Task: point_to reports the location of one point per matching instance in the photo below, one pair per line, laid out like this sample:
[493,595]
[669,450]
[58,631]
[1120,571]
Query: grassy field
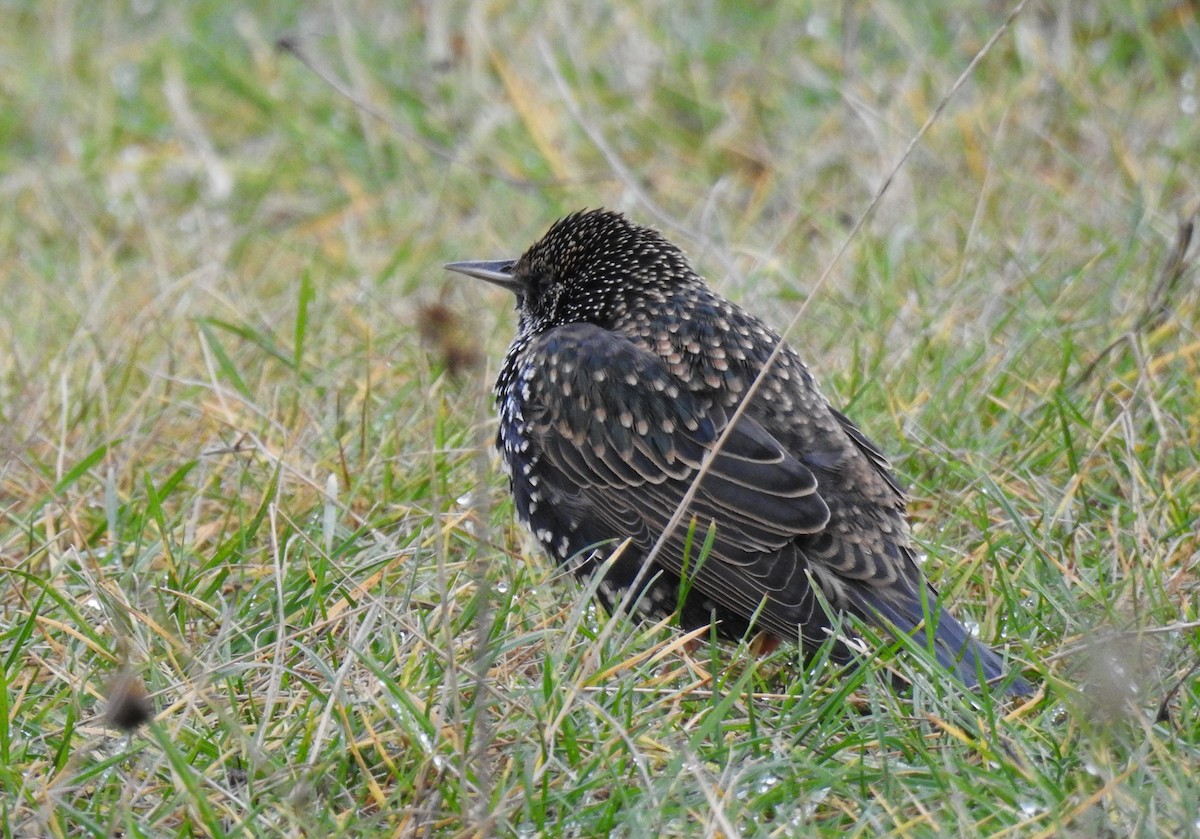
[245,417]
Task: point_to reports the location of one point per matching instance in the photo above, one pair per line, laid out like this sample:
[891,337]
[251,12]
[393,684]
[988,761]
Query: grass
[245,415]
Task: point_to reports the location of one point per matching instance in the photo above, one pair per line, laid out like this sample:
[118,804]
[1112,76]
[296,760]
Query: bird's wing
[619,443]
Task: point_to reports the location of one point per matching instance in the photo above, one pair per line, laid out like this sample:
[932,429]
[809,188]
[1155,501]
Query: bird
[624,387]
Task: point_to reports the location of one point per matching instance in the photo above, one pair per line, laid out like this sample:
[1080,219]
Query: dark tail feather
[961,653]
[955,648]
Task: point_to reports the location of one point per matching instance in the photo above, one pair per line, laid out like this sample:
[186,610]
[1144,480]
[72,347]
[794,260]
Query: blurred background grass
[241,407]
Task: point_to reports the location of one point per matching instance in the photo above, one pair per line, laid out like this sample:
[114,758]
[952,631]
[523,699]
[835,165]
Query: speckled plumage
[625,370]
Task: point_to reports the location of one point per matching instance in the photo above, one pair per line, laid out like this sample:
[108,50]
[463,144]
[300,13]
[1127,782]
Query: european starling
[625,371]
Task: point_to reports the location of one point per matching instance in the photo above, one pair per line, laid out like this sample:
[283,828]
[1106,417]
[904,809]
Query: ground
[245,417]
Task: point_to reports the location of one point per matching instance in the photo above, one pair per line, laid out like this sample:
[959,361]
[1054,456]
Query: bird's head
[589,267]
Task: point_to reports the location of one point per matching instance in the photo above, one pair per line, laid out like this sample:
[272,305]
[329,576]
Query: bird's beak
[498,273]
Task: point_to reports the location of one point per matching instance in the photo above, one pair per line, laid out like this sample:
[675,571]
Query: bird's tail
[955,648]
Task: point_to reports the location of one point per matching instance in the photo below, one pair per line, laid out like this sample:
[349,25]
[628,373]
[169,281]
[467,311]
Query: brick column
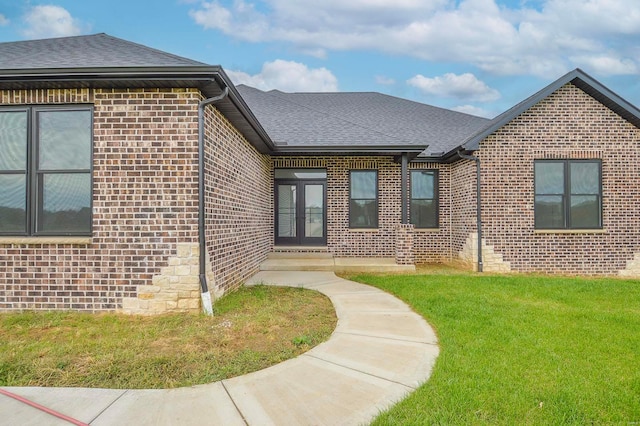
[404,244]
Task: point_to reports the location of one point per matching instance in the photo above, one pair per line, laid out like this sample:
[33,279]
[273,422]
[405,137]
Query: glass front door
[300,212]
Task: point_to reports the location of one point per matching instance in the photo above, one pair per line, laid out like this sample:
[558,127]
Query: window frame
[567,194]
[436,197]
[34,176]
[376,200]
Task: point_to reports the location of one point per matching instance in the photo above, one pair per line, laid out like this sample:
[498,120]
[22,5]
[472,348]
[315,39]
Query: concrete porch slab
[409,363]
[303,391]
[78,403]
[298,264]
[392,325]
[347,265]
[182,406]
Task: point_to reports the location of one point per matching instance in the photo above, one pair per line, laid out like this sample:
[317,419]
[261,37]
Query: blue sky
[475,56]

*-*-*

## Exercise requirements:
Return every line of the material above that contains the word "bird", matching case exactly.

## Result:
Query: bird's wing
Query: bird
Query: bird's head
Query: bird's beak
Query: bird's tail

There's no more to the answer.